- _EXTRAIT À LIRE_:

Méditons sur l’exemple de Pierre. Alors que Jésus avait fait de lui le pasteur de son troupeau en lui confiant les clefs du Royaume, il l’avait renié au moment de la Passion, abandonnant par là-même ceux dont il avait reçu la charge. Mais après la Résurrection et la Pentecôte, repenti de son péché et fortifié par l’Esprit Saint, il a été capable d’assumer avec courage la charge qu’il avait reçue. Devant le grand conseil qui l’avait convoqué après qu’il avait guéri un infirme, il n’a pas cédé à la peur et il a osé leur déclarer : « Ce Jésus, il est la pierre que vous aviez rejetée, vous les bâtisseurs, et il est devenu la pierre d’angle. En dehors de lui, il n’y a pas de salut.» (1° lect.) Plus tard, après avoir été libéré de la prison dans laquelle les chefs d’Israël l’enfermeront, il poursuivra sa mission jusqu’à donner sa vie à son tour, crucifié la tête en bas par humilité par rapport à son Maître.

Aujourd’hui, certains êtres de notre monde sont abandonnés aux loups. Les enfants à naître quasiment partout, et dans certains pays les personnes âgées, malades ou handicapées, les pauvres…  Qui seront les bons pasteurs prêts à donner leur vie pour les protéger ?

 

Ainsi, le bon pasteur est celui qui, avec son bâton, guide ses brebis vers le lieu de leur bien-être, qui crée avec elles une relation d’intimité et de confiance, et qui les protège des loups. On reconnaît là le Christ qui, avec son sceptre – le bois de la Croix – nous conduit vers le Père pour que nous puissions le contempler, qui établit avec chacun d’entre nous une relation d’amour, et qui nous délivre du mal. 3 types de questions se posent à nous. D’abord, sommes-nous de bonnes brebis, i.e. nous laissons-nous guider par le Christ ? Ou bien suivons-nous d’autres pasteurs, consciemment ou non, qui nous conduisent loin du Royaume (cf le désir mimétique de René Girard) ? Ou encore, sommes-nous des moutons de Panurge, qui suivent les autres moutons, même si ceux-ci se précipitent dans la mer (cf l’histoire de Rabelais) ? Deuxièmement, sommes-nous de bons pasteurs vis-à-vis de ceux dont nous avons la charge, nos enfants, nos parents âgés, nos employés… ? Cherchons-nous à les connaître vraiment, et sommes-nous prêts à donner notre vie pour eux ? Enfin, ne ressemblons-nous pas parfois à des loups lorsque nous n’écoutons que nos égoïsmes ? Apprenons dans la prière à ressembler au Christ, pasteur pour nous et « brebis » de son Père (« l’agneau de Dieu »). Prions pour les évêques et pour les prêtres, qu’il a appelés à être les pasteurs de son Eglise, et pour les séminaristes, qui le seront demain. Et prions pour les hommes et les femmes politiques mandatés pour guider leur peuple, particulièrement en ces temps troublés où le loup a pris la forme d’un virus minuscule et insaisissable, qui rend les bons choix difficiles à discerner.

- _EXERCICES PROPOSÉS_:
A – Dites si chacune de ces affirmations concorde avec le texte sur le bon pasteur, en répondant par oui ou par non et en citant les mots exacts du texte qui tranchent : (i) Pierre a renié Jésus au moment de la Passion ; (ii) Pierre a été crucifié la tête en haut ; (iii) le texte pose quatre types de questions.
B – Prolongez le texte sur le bon pasteur à partir de sa dernière phrase.
Les entrées qui suivent proviennent d’une autre source.

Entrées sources
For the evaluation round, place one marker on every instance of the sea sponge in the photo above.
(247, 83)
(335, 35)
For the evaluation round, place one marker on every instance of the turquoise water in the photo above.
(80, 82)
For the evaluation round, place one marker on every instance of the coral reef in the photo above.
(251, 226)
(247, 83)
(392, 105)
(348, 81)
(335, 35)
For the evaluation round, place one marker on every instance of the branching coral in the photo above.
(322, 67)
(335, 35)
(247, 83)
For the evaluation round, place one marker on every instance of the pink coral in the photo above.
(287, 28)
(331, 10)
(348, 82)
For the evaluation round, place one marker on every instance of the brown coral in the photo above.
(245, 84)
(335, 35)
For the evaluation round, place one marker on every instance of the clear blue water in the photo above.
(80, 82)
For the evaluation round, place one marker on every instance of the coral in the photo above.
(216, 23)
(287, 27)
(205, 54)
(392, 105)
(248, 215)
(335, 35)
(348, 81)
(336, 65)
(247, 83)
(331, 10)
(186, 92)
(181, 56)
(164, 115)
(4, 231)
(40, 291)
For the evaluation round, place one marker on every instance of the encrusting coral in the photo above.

- _RÉPONSES_:
A –
(i) Oui : « il l’avait renié au moment de la Passion ».
(ii) Non : « crucifié la tête en bas par humilité par rapport à son Maître ».
(iii) Non : « 3 types de questions se posent à nous ».

B –
P. Arnaud

[i] « Chacun est tantôt conduit tantôt conducteur, tantôt suiveur tantôt leader. Avec le risque d’ailleurs de faire payer à ceux qui me voient dans un rôle ce dont je souffre dans un autre rôle. Tel salarié obéissant et fidèle devient un tyran à la maison. Tel bon père de famille devient insupportable au bureau. » (http://lhomeliedudimanche.unblog.fr/2012/07/21/du-bon-usage-des-leaders-et-du-leadership/)

 

[ii] « Par ma vie, oracle du Seigneur Yahvé, je le jure : parce que mon troupeau est mis au pillage et devient la proie de toutes les bêtes sauvages, faute de pasteur, parce que mes pasteurs ne s’occupent pas de mon troupeau, parce que mes pasteurs se paissent eux-mêmes sans paître mon troupeau, eh bien ! pasteurs, écoutez la parole de Yahvé. Ainsi parle le Seigneur Yahvé. Voici, je me déclare contre les pasteurs. Je leur reprendrai mon troupeau et désormais, je les empêcherai de paître mon troupeau. Ainsi les pasteurs ne se paîtront plus eux-mêmes. J’arracherai mes brebis de leur bouche et elles ne seront plus pour eux une proie. » (Ez 34, 8‑10)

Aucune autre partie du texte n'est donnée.